[Items listed in a dataset]

--------------------------------

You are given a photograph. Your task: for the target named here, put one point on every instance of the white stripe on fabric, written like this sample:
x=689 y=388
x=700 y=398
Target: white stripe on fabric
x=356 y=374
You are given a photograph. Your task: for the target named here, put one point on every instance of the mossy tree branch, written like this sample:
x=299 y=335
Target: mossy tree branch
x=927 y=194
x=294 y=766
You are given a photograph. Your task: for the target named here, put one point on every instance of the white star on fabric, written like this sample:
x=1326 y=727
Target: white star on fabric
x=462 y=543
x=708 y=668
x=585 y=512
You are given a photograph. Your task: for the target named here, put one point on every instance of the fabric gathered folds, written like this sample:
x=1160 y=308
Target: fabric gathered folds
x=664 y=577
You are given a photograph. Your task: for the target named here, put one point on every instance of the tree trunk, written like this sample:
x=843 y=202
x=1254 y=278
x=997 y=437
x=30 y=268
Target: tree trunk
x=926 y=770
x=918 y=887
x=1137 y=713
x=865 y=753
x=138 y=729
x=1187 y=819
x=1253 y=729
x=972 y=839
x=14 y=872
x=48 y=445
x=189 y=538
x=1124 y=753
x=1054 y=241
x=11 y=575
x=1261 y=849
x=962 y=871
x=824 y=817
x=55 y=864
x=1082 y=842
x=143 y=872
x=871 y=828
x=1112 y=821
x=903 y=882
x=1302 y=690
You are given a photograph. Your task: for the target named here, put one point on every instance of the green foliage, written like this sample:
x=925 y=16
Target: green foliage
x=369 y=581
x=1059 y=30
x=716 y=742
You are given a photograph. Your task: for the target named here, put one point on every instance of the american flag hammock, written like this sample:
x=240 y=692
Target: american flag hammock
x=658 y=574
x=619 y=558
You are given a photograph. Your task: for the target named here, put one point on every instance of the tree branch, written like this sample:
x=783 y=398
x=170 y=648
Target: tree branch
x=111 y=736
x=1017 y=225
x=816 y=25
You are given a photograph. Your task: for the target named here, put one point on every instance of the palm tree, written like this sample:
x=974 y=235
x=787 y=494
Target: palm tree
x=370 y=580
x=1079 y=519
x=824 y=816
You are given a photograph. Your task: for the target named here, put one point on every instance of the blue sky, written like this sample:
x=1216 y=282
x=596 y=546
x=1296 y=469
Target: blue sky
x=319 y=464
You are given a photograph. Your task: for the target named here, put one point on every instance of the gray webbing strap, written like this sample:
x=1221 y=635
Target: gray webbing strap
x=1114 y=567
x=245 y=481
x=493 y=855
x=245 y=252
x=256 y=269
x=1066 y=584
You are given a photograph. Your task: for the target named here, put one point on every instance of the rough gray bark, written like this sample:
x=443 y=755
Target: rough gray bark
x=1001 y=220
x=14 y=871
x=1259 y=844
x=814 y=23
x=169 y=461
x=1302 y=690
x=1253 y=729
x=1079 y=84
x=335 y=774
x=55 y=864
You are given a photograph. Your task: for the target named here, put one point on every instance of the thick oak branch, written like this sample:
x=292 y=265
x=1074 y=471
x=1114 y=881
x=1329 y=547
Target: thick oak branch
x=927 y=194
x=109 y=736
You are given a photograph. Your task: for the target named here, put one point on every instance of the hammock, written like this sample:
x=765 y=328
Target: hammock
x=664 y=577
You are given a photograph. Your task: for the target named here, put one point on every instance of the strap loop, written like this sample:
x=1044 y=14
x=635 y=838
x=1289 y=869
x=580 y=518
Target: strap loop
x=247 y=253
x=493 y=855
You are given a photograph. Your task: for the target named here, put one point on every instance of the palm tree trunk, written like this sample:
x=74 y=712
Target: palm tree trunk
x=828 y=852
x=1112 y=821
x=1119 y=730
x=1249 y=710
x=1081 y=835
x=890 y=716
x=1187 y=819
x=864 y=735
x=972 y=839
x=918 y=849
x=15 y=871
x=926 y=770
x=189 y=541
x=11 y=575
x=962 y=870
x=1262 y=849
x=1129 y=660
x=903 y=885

--------------------------------

§ **Directions for this task**
The records above should be restated word for word in their entirety.

§ **Answer below**
You are given a photograph. Your task: for the target named here, put one point on every instance of the white stripe on fabric, written like this sample:
x=689 y=388
x=700 y=398
Target: white stripe on fabric
x=356 y=374
You are given a photograph. Your task: for the target named here, put one point on every instance of the mossy tree branch, written like this sample:
x=299 y=335
Target: mossy tree branch
x=927 y=194
x=294 y=766
You are given a photograph. Your task: for the target named here, put one point on every instance of the white star on fabric, written like this sample:
x=1326 y=727
Target: white star on fabric
x=462 y=543
x=708 y=668
x=585 y=512
You are given a photograph. Your task: for the target named here, put one point on every instance of the fabric gathered folds, written like this sample:
x=1160 y=308
Target: fabric gathered folds
x=664 y=577
You are given a photograph. Your task: for the target named here, put one point on every instance of the tree trunk, written like this sample:
x=843 y=202
x=1254 y=278
x=997 y=437
x=30 y=268
Target: tree trunk
x=926 y=770
x=918 y=887
x=1137 y=713
x=865 y=753
x=138 y=729
x=1187 y=819
x=1253 y=729
x=972 y=839
x=14 y=872
x=48 y=445
x=189 y=538
x=1124 y=753
x=1054 y=241
x=11 y=575
x=1261 y=849
x=962 y=871
x=824 y=817
x=55 y=864
x=1082 y=842
x=143 y=872
x=871 y=828
x=1112 y=821
x=903 y=882
x=1302 y=690
You are given a photograph. Your task: for the target named here, put one point on every instance of the green foliage, written like this sample:
x=925 y=16
Target: green foliage
x=369 y=581
x=1059 y=30
x=716 y=742
You are given a photograph. Your task: for the target named here, put one point on every instance of the american flag hammock, written like this sample:
x=240 y=692
Target: american flag hammock
x=658 y=574
x=619 y=558
You are given a photograph. Your task: for the target named here, put one point on every instance of the tree branch, written like this sample:
x=783 y=398
x=170 y=648
Target: tree branch
x=111 y=736
x=1017 y=225
x=816 y=25
You are given a photograph. Your task: for the target named here, put one point on every instance of the palm tree, written like this sample:
x=974 y=235
x=787 y=494
Target: palm tree
x=370 y=580
x=1079 y=519
x=824 y=816
You are given a photograph. Your task: for the target named here, put one point on every instance of the blue sky, written like this sample:
x=1216 y=282
x=596 y=546
x=1296 y=469
Target: blue sky
x=319 y=464
You are given a photograph. Your task: for the target named here, put one point on every instance of the gray webbing strap, written like this sample:
x=1221 y=635
Target: gray webbing strap
x=1114 y=567
x=245 y=481
x=493 y=855
x=245 y=252
x=256 y=269
x=1066 y=584
You are given a photograph. Your task: for the target named here, put one point on every instance of the rough gray bark, written like this sample:
x=443 y=755
Target: rough gray bark
x=1001 y=220
x=14 y=871
x=1259 y=844
x=814 y=23
x=169 y=461
x=1302 y=690
x=1253 y=729
x=1079 y=84
x=335 y=774
x=55 y=864
You are given a photograph. Your task: for the target named here, put one point on every instance of the thick oak branch, written like this sample:
x=292 y=265
x=1074 y=471
x=1114 y=881
x=1329 y=547
Target: thick oak branch
x=927 y=194
x=109 y=736
You are given a photograph. Your task: for the target named here, put one point on every instance of the hammock, written like this sample:
x=765 y=328
Target: hammock
x=664 y=577
You are given a photograph. Your task: for the target named here, put one point on every instance of the strap loop, written like this sample:
x=1044 y=14
x=635 y=838
x=1289 y=869
x=580 y=518
Target: strap loop
x=247 y=253
x=493 y=855
You are given a photograph. Your task: for the target named here, put one point on every instance of the palm tree trunk, written like this sample:
x=74 y=712
Target: palm tree trunk
x=828 y=852
x=1112 y=821
x=1119 y=730
x=1249 y=710
x=1081 y=835
x=890 y=716
x=1187 y=819
x=864 y=735
x=972 y=839
x=918 y=849
x=15 y=871
x=926 y=770
x=189 y=541
x=11 y=575
x=962 y=870
x=1262 y=849
x=1129 y=660
x=903 y=885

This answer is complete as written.